__Passage for review__
[Start of section]

(628d) Predictive Modeling for Glycan Method Analysis and Species Prediction

Glycans or polysaccharides are carbohydrate-based polymers that are critical for storing energy and system regulation [1]. Several glycan species prevalent in a therapeutic antibody, have shown to affect the pharmacodynamic and pharmacokinetic behavior whereas other glycan structural element can involve adverse immune response [2]. Thus, glycans affect the structural integrity and functionality of proteins. This makes glycan analysis a critical component to further understand how the different species affect the structure and function of the antibodies. “Critical quality attributes are physical, chemical, biological or microbiological properties or characteristics that must be within an appropriate limit, range or distribution to ensure the desired product quality, safety and efficacy” [2]. Glycan analysis forms one component of the critical quality attributes.

Glycosylation includes different types of glycans such as N-linked, O-linked, C-mannosylation, phosphate-linked or glypiation. Within the Biologics Analytical Operations group at Gilead Sciences, glycan analysis is currently conducted using High-Performance Liquid Chromatography studies.

For a study sequence, the current process is to first run a blank sample for system stability, then run the reference standard for system suitability and to note all the glycan species expected within a sequence. The next step is to carry out the glycan analysis for all the samples within a sequence. Further, an analyst then studies these results to evaluate the chromatogram results from the study and note or confirm all the glycan species identified within a sample. Different glycan species elute from a HPLC experiment at different times also known as retention times. Experimental evidence suggests that there is a specific time window for each of the different glycan species.

The current study proposes a predictive modeling based approach to glycan method analysis by applying machine learning techniques for glycan classification. Further, we propose a general data set for glycans to answer broader scope questions for glycan time windows, methods, column health and sample data to identify features of interest to improve efficiency and reduce manual workload. The proposal involves a continuous improvement (CI/CD) pipeline for setting up a continuous data pipeline for glycan analysis.

References:

[1] Yang, Dandan, Zijing Zhou, and Lijuan Zhang. "An overview of fungal glycan-based therapeutics." Progress in molecular biology and translational science 163 (2019): 135-163.

[2] Reusch, Dietmar, and Max L. Tejada. "Fc glycans of therapeutic antibodies as critical quality attributes." Glycobiology 25.12 (2015): 1325-1334.

[End of section]

__Data supplied__
[Start of section]

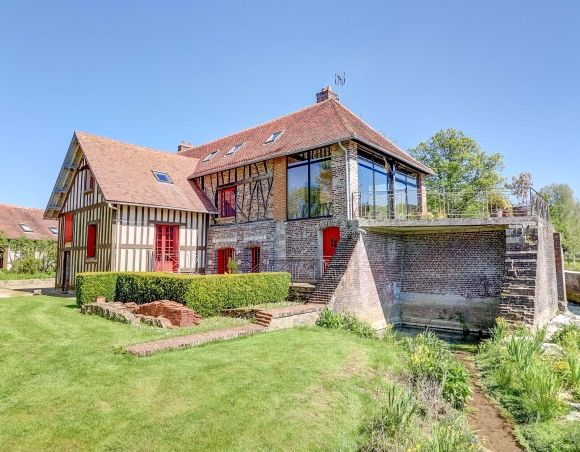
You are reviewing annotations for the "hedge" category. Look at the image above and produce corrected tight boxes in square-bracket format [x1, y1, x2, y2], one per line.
[76, 272, 290, 317]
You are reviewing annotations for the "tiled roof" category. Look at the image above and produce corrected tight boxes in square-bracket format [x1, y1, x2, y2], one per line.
[0, 204, 58, 240]
[75, 132, 216, 212]
[179, 99, 433, 177]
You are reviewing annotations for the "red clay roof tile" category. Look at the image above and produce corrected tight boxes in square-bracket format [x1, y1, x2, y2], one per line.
[0, 204, 58, 240]
[179, 99, 432, 177]
[75, 132, 217, 213]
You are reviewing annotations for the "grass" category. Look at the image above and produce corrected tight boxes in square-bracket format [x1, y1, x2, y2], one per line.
[476, 318, 580, 452]
[0, 296, 400, 451]
[0, 270, 55, 281]
[564, 261, 580, 272]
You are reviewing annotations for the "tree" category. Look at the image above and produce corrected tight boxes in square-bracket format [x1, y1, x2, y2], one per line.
[409, 129, 505, 192]
[540, 184, 580, 253]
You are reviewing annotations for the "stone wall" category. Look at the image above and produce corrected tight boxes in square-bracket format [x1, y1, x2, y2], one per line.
[534, 221, 558, 326]
[206, 221, 276, 274]
[565, 271, 580, 303]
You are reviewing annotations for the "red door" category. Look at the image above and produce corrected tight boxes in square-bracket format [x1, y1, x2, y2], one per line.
[155, 224, 179, 272]
[218, 248, 235, 275]
[322, 226, 340, 271]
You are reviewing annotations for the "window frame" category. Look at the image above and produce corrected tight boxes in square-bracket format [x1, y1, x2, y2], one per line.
[220, 187, 237, 218]
[201, 149, 220, 163]
[226, 142, 245, 156]
[286, 146, 334, 221]
[151, 170, 173, 184]
[262, 129, 286, 144]
[18, 223, 34, 234]
[63, 213, 74, 243]
[85, 223, 98, 259]
[250, 246, 260, 273]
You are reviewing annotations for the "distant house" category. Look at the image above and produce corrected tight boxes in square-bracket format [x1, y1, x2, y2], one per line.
[45, 132, 217, 290]
[0, 204, 58, 270]
[45, 88, 565, 329]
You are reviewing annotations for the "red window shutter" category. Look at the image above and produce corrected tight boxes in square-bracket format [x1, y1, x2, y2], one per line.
[220, 187, 236, 217]
[87, 224, 97, 257]
[252, 246, 260, 273]
[64, 214, 73, 243]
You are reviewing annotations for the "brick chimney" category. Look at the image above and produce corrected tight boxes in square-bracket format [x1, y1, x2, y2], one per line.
[177, 141, 193, 152]
[316, 86, 338, 103]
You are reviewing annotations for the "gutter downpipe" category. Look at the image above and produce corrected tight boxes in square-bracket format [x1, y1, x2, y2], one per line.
[107, 203, 121, 272]
[337, 141, 350, 221]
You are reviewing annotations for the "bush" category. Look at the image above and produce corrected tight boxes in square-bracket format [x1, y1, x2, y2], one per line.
[406, 330, 471, 408]
[76, 272, 290, 317]
[316, 308, 379, 339]
[76, 273, 119, 306]
[10, 256, 42, 275]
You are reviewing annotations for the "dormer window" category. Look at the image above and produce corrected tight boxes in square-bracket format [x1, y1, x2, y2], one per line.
[153, 171, 173, 184]
[226, 143, 244, 155]
[203, 149, 219, 162]
[264, 130, 284, 144]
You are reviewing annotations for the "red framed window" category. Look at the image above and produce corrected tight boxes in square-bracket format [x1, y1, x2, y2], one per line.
[220, 187, 236, 217]
[64, 213, 73, 243]
[252, 246, 260, 273]
[87, 224, 97, 257]
[218, 248, 236, 275]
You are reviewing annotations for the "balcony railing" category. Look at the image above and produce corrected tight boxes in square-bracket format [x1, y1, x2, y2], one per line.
[352, 188, 550, 221]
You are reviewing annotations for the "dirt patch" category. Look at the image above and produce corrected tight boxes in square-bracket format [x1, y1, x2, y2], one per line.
[455, 353, 525, 452]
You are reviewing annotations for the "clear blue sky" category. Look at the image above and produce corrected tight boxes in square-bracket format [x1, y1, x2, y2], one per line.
[0, 0, 580, 208]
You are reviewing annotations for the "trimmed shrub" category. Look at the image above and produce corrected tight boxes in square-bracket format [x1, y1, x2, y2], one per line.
[77, 272, 290, 317]
[76, 273, 119, 306]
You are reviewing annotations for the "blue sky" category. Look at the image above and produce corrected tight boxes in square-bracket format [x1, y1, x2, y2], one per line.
[0, 0, 580, 208]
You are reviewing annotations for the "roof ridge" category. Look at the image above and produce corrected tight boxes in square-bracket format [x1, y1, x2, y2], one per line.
[183, 99, 330, 153]
[0, 202, 44, 212]
[74, 130, 192, 158]
[331, 101, 356, 136]
[330, 102, 404, 155]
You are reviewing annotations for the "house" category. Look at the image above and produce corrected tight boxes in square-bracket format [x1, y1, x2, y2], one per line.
[46, 87, 565, 329]
[45, 132, 216, 290]
[0, 204, 58, 270]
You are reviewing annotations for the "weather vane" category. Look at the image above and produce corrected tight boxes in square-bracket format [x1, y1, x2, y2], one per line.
[334, 72, 346, 101]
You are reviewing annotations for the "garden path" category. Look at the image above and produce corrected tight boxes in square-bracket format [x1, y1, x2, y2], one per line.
[455, 352, 525, 452]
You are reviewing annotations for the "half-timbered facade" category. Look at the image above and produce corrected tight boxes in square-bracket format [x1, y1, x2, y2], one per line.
[0, 204, 58, 270]
[45, 132, 215, 290]
[45, 88, 565, 329]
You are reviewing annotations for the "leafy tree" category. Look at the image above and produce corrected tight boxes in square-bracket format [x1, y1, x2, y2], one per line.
[540, 184, 580, 253]
[409, 129, 505, 192]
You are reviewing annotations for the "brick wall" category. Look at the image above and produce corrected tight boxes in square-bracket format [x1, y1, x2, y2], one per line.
[206, 221, 276, 274]
[554, 232, 568, 311]
[272, 157, 286, 221]
[534, 221, 558, 326]
[401, 230, 506, 299]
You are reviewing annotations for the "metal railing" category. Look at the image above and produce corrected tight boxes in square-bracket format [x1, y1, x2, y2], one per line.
[352, 188, 550, 221]
[260, 257, 320, 282]
[147, 250, 199, 274]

[End of section]

__Problem to solve__
In the glycan analysis abstract, what technique does the Biologics Analytical Operations group at Gilead Sciences currently use for glycan analysis? The lines were taken from a different source than the glycan analysis abstract.

__Exercise result__
High-Performance Liquid Chromatography studies.